# Start of Exercise data
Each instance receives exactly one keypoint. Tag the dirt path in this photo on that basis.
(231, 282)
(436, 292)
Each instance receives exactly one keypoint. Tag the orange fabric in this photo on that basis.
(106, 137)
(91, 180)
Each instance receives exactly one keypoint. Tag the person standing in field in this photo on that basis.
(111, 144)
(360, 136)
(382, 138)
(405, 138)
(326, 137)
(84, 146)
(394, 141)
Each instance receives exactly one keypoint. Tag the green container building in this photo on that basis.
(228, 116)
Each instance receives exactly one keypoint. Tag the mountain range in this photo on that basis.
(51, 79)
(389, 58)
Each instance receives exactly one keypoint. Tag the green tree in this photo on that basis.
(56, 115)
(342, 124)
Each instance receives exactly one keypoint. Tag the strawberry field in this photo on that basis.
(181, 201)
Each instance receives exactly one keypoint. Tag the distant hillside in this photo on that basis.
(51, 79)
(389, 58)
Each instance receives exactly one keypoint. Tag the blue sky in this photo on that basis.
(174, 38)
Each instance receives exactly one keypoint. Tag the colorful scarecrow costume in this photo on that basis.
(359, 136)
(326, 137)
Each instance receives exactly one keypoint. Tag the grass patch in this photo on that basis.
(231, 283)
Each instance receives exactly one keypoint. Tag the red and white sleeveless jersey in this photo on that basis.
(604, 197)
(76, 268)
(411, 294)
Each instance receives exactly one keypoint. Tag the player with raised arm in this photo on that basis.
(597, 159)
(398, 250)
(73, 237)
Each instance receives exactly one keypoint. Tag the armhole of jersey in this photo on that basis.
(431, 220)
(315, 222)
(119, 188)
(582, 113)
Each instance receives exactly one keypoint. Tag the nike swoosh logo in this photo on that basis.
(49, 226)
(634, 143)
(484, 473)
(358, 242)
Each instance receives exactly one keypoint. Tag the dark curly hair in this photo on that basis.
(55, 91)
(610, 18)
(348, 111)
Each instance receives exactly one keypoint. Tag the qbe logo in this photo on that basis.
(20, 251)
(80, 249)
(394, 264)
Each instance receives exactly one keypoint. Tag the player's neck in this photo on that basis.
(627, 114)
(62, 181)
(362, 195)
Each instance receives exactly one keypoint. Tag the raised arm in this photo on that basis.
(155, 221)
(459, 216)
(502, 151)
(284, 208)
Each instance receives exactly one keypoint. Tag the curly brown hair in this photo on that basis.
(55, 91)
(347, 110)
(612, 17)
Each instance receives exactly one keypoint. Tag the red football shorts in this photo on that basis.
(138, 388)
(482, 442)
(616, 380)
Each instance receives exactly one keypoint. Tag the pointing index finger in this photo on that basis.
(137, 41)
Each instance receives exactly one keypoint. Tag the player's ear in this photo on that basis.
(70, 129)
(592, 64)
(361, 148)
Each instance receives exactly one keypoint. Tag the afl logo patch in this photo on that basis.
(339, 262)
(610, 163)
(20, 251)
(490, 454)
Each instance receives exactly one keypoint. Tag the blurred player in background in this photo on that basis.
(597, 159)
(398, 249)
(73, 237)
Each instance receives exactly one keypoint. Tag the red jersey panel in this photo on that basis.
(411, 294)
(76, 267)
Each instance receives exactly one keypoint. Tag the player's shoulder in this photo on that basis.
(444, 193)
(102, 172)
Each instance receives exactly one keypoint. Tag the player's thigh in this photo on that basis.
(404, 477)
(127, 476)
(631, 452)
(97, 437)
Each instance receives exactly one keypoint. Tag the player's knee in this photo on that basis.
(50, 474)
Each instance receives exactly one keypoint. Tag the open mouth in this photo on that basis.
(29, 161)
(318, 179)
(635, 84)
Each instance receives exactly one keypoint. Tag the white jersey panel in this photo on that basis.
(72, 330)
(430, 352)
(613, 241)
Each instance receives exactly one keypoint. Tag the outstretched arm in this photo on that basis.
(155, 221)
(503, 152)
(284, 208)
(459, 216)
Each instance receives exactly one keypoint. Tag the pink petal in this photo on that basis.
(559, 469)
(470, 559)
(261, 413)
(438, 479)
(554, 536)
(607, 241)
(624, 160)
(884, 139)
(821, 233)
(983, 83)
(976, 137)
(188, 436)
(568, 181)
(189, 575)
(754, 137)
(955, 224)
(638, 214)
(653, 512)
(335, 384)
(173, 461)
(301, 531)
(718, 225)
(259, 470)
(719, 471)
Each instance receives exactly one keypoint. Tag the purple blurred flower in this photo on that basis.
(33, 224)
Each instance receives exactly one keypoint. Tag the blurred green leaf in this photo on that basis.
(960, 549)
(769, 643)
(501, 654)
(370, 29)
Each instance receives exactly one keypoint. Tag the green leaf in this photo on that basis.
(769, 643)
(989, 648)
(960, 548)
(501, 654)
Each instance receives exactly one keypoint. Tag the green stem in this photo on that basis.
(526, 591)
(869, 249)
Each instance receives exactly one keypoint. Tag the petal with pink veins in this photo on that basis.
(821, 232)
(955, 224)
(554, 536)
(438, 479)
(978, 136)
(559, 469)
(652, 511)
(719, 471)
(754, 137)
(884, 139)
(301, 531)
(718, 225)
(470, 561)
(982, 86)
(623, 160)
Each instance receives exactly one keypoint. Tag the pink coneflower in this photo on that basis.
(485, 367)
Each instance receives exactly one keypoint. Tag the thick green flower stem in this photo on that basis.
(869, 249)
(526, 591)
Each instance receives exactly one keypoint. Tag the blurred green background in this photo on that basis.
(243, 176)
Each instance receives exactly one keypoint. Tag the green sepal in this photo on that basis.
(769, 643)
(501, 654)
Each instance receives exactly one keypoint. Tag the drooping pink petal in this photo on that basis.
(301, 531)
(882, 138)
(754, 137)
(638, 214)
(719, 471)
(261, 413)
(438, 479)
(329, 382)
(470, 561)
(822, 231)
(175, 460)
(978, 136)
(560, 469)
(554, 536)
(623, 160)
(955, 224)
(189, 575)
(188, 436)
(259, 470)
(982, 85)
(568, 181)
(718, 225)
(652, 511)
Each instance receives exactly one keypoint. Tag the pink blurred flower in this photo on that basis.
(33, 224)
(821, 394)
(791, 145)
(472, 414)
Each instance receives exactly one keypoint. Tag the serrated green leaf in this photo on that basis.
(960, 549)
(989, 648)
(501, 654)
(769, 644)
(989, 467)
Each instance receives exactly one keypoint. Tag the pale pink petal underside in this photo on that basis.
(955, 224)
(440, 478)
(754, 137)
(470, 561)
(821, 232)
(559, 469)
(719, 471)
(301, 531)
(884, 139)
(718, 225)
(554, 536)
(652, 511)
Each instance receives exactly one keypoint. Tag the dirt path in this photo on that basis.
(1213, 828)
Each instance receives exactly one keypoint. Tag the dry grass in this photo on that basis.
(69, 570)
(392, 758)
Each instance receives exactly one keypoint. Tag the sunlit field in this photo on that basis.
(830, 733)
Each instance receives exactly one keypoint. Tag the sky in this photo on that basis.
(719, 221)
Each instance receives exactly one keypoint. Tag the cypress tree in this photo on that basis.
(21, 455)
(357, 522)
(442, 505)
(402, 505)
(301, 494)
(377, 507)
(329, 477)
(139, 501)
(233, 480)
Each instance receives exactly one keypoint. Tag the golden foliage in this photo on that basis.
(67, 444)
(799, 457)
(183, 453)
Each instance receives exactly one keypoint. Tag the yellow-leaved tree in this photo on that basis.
# End of Exercise data
Please write out the entire listing above again, word for word, with no line left out or altered.

[Full answer]
Each instance receives exactly one keypoint. Tag the dirt path in this photo on that basis.
(231, 282)
(436, 292)
Each instance receives exactly one keypoint. Tag the orange fabric in this photo on that basis.
(106, 137)
(91, 180)
Each instance receives exactly one keypoint. Tag the person standing in field in this photo on that basis.
(111, 144)
(360, 136)
(382, 138)
(405, 138)
(326, 137)
(84, 146)
(394, 141)
Each instance receives exactly one keypoint. Tag the green container building in this photo on that basis.
(228, 116)
Each instance receives exactly one keypoint. Tag the mountain range in this photo on that basis.
(51, 79)
(389, 58)
Each instance receives exactly one keypoint. Tag the green tree in this photo on that basis.
(56, 115)
(342, 124)
Each instance receives exactly one keypoint. Tag the strawberry field in this photo on that basis.
(181, 201)
Each instance receives exactly one keypoint. Tag the distant hillside in this photo on that basis.
(51, 79)
(389, 58)
Each instance receives exactly one keypoint. Tag the blue sky in this photo on that basis.
(174, 38)
Each instance receives exactly one keypoint. Tag the colorful scarecrow costume in this photo on that basis.
(359, 136)
(326, 137)
Each instance receives exactly one keypoint. Tag the grass patch in this photo on that basis.
(231, 283)
Each instance receives exactly one keypoint. Tag the red and white sleeveless jersey in this photo on that basis.
(604, 197)
(76, 268)
(411, 294)
Each instance receives exactly one keypoint. Tag the player with raised arm in this photo on that basis.
(597, 159)
(398, 250)
(73, 237)
Each instance receives exactly one keypoint. Tag the armhole of jersey in this photo on that basis.
(431, 220)
(315, 222)
(119, 188)
(582, 113)
Each instance receives exactly one keypoint. Tag the nike swoosh logo in this photo on that basis.
(49, 226)
(634, 143)
(484, 473)
(358, 242)
Each instance receives exactly one keypoint. Tag the dark curly hair in this photo on that basis.
(55, 91)
(610, 18)
(348, 111)
Each instance receives exactly one keypoint. Tag the qbe logo in this photo on that basis.
(20, 251)
(80, 249)
(394, 264)
Each instance receives exactly one keypoint. Tag the player's neck in this photo on that basis.
(627, 114)
(62, 181)
(362, 195)
Each instance receives exactly one keypoint. Tag the raised arm in this photo on that basis.
(155, 221)
(459, 216)
(502, 151)
(284, 208)
Each instance receives exactly one keypoint. Tag the curly brown hair in this photo on that basis.
(55, 91)
(347, 110)
(612, 17)
Each instance receives exactly one keypoint. Tag the red football shorts in this photo on that basis.
(138, 388)
(482, 442)
(616, 380)
Each instance receives exactly one keypoint. Tag the pointing index finger in this photo on that basis.
(137, 41)
Each instance receives exactly one keypoint. Tag the player's ear in this photo on that basis.
(70, 129)
(592, 64)
(361, 148)
Each instance receives exactly one keypoint. Tag the afl logo patch in this photo on that basis.
(339, 262)
(610, 163)
(20, 251)
(490, 454)
Each instance receives exactly one keypoint. Tag the blurred player in background in this photo on that basis.
(597, 159)
(398, 249)
(73, 237)
Each instance receives exactly one keypoint. Tag the red jersey panel in this photo on that basis.
(411, 294)
(76, 267)
Each instance receives exactly one keypoint. Tag the player's shoulder in this photo on that basis.
(444, 193)
(102, 172)
Each instance receives exactly one keypoint. Tag the player's thigh in this photo on that basis.
(404, 477)
(127, 476)
(631, 452)
(97, 437)
Each instance receives exactly one keypoint. Tag the player's knee in this photo on that basis.
(50, 474)
Each instance receives exactly one keypoint. Tag the open mouth in this photo on that basis.
(29, 161)
(318, 179)
(635, 84)
Each instance receives exactly one keypoint. Tag the white jersey panel in this photo on that basis.
(72, 330)
(430, 352)
(613, 241)
Each instance receives exactly one keypoint. Tag the outstretched arm in this photo on that basis.
(155, 221)
(503, 152)
(284, 208)
(459, 216)
Each instance receives exactly one keypoint. Tag the pink petal in this photo on that basis.
(559, 469)
(470, 559)
(261, 413)
(438, 479)
(554, 536)
(607, 241)
(624, 160)
(884, 139)
(821, 233)
(983, 83)
(976, 137)
(188, 436)
(568, 181)
(189, 575)
(754, 137)
(955, 224)
(638, 214)
(653, 512)
(335, 384)
(173, 461)
(301, 531)
(718, 225)
(259, 470)
(719, 471)
Each instance receives exactly one keypoint. Tag the purple blurred flower in this photo on that basis.
(33, 224)
Each instance receives exactly one keypoint. Tag the blurred green leaf in this photo on that basis.
(960, 549)
(769, 643)
(501, 654)
(370, 29)
Each instance receives exactly one keypoint. Tag the green leaf in this photo on that basis.
(769, 643)
(989, 648)
(960, 548)
(501, 654)
Each instance receives exactly one keypoint. Tag the green stem in this photo on that basis.
(526, 591)
(869, 249)
Each instance receives exactly one keypoint. Tag the petal with pink veins in this photo on that basis.
(821, 232)
(955, 224)
(554, 536)
(438, 479)
(978, 136)
(559, 469)
(652, 511)
(719, 471)
(754, 137)
(884, 139)
(301, 531)
(718, 225)
(470, 561)
(982, 86)
(623, 160)
Each instance receives exactly one keypoint. Tag the pink coneflower in this photo on that basis.
(485, 367)
Each instance receives exactly one keypoint. Tag the thick green flower stem in this photo on that basis.
(869, 249)
(526, 591)
Each instance receives exactly one keypoint. Tag the blurred green background in this photo on that basis.
(243, 176)
Each instance receives exactly one keypoint. Tag the green sepal in this photo on that basis.
(769, 643)
(501, 654)
Each instance receives exactly one keypoint. Tag the drooping pink petal in this photo on that basis.
(301, 531)
(882, 138)
(754, 137)
(638, 214)
(719, 471)
(261, 413)
(438, 479)
(329, 382)
(470, 561)
(822, 231)
(175, 460)
(978, 136)
(560, 469)
(554, 536)
(623, 160)
(955, 224)
(189, 575)
(188, 436)
(259, 470)
(982, 85)
(568, 181)
(718, 225)
(652, 511)
Each instance receives exactly one keypoint. Tag the pink blurred flower in this photo on that basis.
(33, 224)
(821, 394)
(791, 145)
(472, 414)
Each instance receives exactly one keypoint. Tag the serrated green leaf in this photo on that basis.
(960, 549)
(989, 648)
(501, 654)
(769, 644)
(989, 467)
Each instance receives exactly one keypoint. Tag the pale pink petal underside in this photo on that basis.
(955, 224)
(440, 478)
(754, 137)
(470, 561)
(821, 232)
(559, 469)
(719, 471)
(301, 531)
(884, 139)
(718, 225)
(554, 536)
(652, 511)
Each instance receives exactly one keypoint. Tag the dirt path in this photo on that basis.
(1213, 828)
Each instance receives exactly one keypoint. Tag the dry grass in this photo on that basis.
(69, 570)
(392, 758)
Each instance receives exactly one keypoint. Tag the sunlit field in this photo on that basis.
(830, 733)
Each instance receives exactly one keypoint. Tag the sky in this photo on that basis.
(719, 221)
Each instance receives exactly one keypoint. Tag the cypress tree in this photo on that basis.
(21, 455)
(357, 522)
(442, 505)
(402, 505)
(301, 494)
(377, 507)
(329, 477)
(139, 501)
(233, 480)
Each instance receives exactly one keypoint. Tag the golden foliage in this photo on that basis.
(67, 444)
(799, 457)
(183, 453)
Each instance receives exactly one keypoint. Tag the yellow-leaved tree in this photo on that basis.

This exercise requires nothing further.